About this task
Reproduce the passage of the apple varieties text starting at "New apple variety" and ending at "and tasty either.".

New apple variety discovered by Wiltshire jogger

Apples don't breed true. You can't take a Red Delicious or the one he found and grow the pips to the same fruit. Apple trees growing wild aren't all that big and tasty either.

Big reason there are few varieties available for purchase.
 
In the UK, the varieties in the stores are a small fraction of the varieties that exist. You'll find some more as apple trees in garden centres. But I've never seen Lord Derby cookers (excellent flavour and keepers still got several trays from last October), Ashmead Kernel, Sunset or Scilly Pearl eaters in the shops. Heck it can be hard to get hold of Russets - they used to be in the shops, now I mail order 10kg every winter because even with our own tasty apples I really like some russets each year. In fact, I'm eyeing up what I've got left and contemplating another 10kg before they're all gone. It's surprising how well they stand up to being stuffed in a box and delivered, a few get bruised but I've had them about three weeks now and most are in good nick.
An awful lot of store apples are Cox's variants, or big overly juicy, red shiny flavourless bits of fruit bowl bling.
 
I regret that I always took apples for granted since they grow in my area and were so commonplace as a fruit I would prefer something else. Now that they are so expensive to buy, I don't take them for granted!

Given entries
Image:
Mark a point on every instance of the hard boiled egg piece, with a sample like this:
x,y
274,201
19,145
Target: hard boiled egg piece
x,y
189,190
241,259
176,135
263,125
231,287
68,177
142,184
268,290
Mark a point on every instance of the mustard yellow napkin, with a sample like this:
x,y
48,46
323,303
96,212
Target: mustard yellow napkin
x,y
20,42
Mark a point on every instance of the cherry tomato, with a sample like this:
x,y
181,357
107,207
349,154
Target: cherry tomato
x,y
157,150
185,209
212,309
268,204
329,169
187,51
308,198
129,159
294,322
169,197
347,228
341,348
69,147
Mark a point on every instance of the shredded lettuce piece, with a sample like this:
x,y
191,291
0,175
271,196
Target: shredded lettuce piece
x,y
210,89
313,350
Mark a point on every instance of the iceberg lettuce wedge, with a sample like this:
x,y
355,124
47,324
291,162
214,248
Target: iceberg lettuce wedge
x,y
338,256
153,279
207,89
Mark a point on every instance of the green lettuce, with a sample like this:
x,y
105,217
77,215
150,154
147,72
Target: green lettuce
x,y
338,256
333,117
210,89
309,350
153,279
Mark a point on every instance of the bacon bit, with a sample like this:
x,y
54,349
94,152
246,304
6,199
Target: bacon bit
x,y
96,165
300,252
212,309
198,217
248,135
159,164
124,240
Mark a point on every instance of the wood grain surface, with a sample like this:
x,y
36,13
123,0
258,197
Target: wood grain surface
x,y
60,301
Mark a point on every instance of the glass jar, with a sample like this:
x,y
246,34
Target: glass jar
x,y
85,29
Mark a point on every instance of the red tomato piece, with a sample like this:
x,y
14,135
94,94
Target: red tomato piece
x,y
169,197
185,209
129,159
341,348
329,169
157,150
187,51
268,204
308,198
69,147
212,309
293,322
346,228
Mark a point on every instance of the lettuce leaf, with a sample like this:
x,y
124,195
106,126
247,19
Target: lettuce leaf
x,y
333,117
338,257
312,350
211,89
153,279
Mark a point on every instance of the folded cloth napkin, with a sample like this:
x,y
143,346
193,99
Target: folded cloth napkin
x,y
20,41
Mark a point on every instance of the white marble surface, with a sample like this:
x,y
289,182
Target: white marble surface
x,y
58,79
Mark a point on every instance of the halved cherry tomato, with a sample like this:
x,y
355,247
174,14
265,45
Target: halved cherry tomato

Exercise response
New apple variety discovered by Wiltshire jogger

Apples don't breed true. You can't take a Red Delicious or the one he found and grow the pips to the same fruit. Apple trees growing wild aren't all that big and tasty either.